• [RECORDED DATA]:
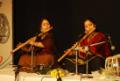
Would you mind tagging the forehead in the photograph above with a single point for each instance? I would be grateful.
(88, 22)
(45, 21)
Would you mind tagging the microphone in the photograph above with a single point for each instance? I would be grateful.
(112, 46)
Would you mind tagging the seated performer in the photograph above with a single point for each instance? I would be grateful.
(92, 49)
(40, 49)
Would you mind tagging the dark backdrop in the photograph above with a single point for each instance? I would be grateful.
(66, 16)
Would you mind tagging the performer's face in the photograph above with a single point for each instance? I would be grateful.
(45, 25)
(88, 25)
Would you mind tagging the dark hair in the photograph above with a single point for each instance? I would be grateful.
(92, 19)
(45, 18)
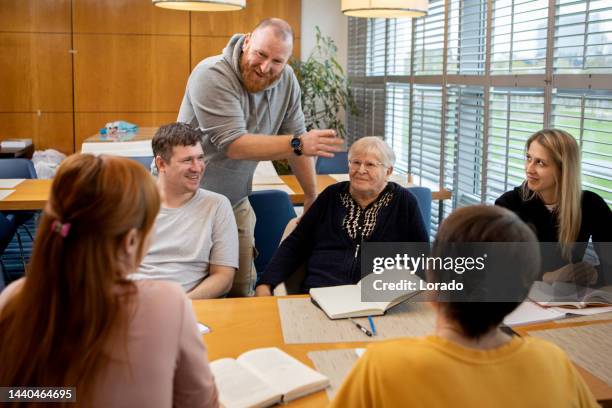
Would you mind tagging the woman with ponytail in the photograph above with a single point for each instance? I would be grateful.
(551, 201)
(76, 321)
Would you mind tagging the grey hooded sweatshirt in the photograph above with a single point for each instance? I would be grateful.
(216, 101)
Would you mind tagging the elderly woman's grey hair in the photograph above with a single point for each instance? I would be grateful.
(376, 146)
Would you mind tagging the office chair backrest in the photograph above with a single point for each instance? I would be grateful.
(17, 168)
(273, 210)
(423, 197)
(335, 165)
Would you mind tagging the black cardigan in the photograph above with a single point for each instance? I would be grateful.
(596, 225)
(329, 253)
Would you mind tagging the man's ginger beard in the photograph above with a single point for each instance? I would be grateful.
(252, 82)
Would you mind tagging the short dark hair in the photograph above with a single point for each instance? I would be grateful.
(486, 223)
(174, 134)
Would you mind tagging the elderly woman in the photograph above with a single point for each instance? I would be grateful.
(328, 238)
(552, 202)
(469, 361)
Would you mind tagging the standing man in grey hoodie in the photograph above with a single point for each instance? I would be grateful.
(247, 102)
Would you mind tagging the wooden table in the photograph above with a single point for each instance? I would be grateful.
(30, 194)
(17, 152)
(325, 180)
(242, 324)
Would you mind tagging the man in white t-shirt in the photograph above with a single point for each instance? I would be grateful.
(195, 239)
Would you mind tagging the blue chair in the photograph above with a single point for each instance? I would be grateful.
(423, 197)
(273, 210)
(144, 160)
(19, 168)
(334, 165)
(7, 231)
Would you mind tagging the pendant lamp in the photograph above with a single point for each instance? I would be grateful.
(385, 8)
(201, 5)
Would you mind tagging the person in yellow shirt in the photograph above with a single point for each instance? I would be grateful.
(469, 361)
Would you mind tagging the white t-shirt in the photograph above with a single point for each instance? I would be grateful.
(186, 240)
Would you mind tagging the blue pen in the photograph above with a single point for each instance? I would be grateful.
(372, 325)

• [EXERCISE TASK]: Copy all of the data above word for word, keeping every line and point, but leave the pictures out.

• [TASK RESPONSE]:
Would you mind tagging the forehead in the photograph above with a single point for each instance? I would be grateful.
(88, 22)
(45, 21)
Would you mind tagging the microphone in the photograph above with a single point for each instance? I would be grateful.
(112, 46)
Would you mind tagging the seated performer in the photograph above with a single point for each instance? I would be grateful.
(92, 49)
(40, 49)
Would you mind tagging the dark backdrop in the photograph above with a single point for each instance? I would be grateful.
(66, 16)
Would you mind tagging the performer's face in the photograph above with a single point for each instance? I would be grateful.
(45, 25)
(88, 25)
Would you mind tagging the dark hair in the photograph above with a single point for each instance? I would be grateful.
(92, 19)
(45, 18)
Would you mind tagging the woman with ponytail in the photograph above with a single point for each instance? I would be grateful.
(551, 201)
(76, 321)
Would you mind tagging the grey hooded sweatshirt in the photograph above with a single point for each instance? I would be grateful.
(216, 101)
Would you mind tagging the elderly woman's grey hair in the photograph above with a single point for each instance? I would be grateful.
(376, 146)
Would you mind tagging the office chair backrest in the photograph above with a single point for each instance? I would be grateful.
(17, 168)
(273, 210)
(423, 197)
(335, 165)
Would you mind tagging the black cardigan in the photograph above with a single point for each instance? I would be grateful.
(596, 225)
(329, 253)
Would you mind tagging the man's ginger beard in the photograph above with a single point for each instance? I would be grateful.
(252, 82)
Would you mind tagging the short dark hair in the photograph above with a single point for each instance? I would be grateful.
(486, 223)
(174, 134)
Would you mind tagging the elderly woman in the photograph above with a single point for each instance? I would be grateful.
(328, 238)
(552, 202)
(469, 361)
Would you mind tagging the standing man in grey hoodie in the photograph above with a single point for each instance? I would be grateful.
(247, 102)
Would you mind tagging the wooden table in the photograph above with a single point for each instance? I would be grateful.
(30, 194)
(17, 152)
(325, 180)
(242, 324)
Would you mind tagging the man in white t-shirt in the photograph above with a single point for each instance? I would be grateful.
(195, 239)
Would you mind tagging the blue chair in the photograph above with a single point for each instance? I would be grateful.
(423, 197)
(273, 210)
(144, 160)
(19, 168)
(334, 165)
(7, 231)
Would you mind tagging the pendant lamp in the photograph above with a single point for each instance? I would be grateful.
(385, 8)
(201, 5)
Would you mind tagging the person in yellow shirt in the photograph above with a single point for each instance? I would be grateful.
(469, 361)
Would you mind tagging the white t-shirt in the photograph above with a single point for each instance? I would be grateful.
(186, 240)
Would you mind tagging the blue pen in the photograph above with a single point for each instance? I would be grateful.
(372, 325)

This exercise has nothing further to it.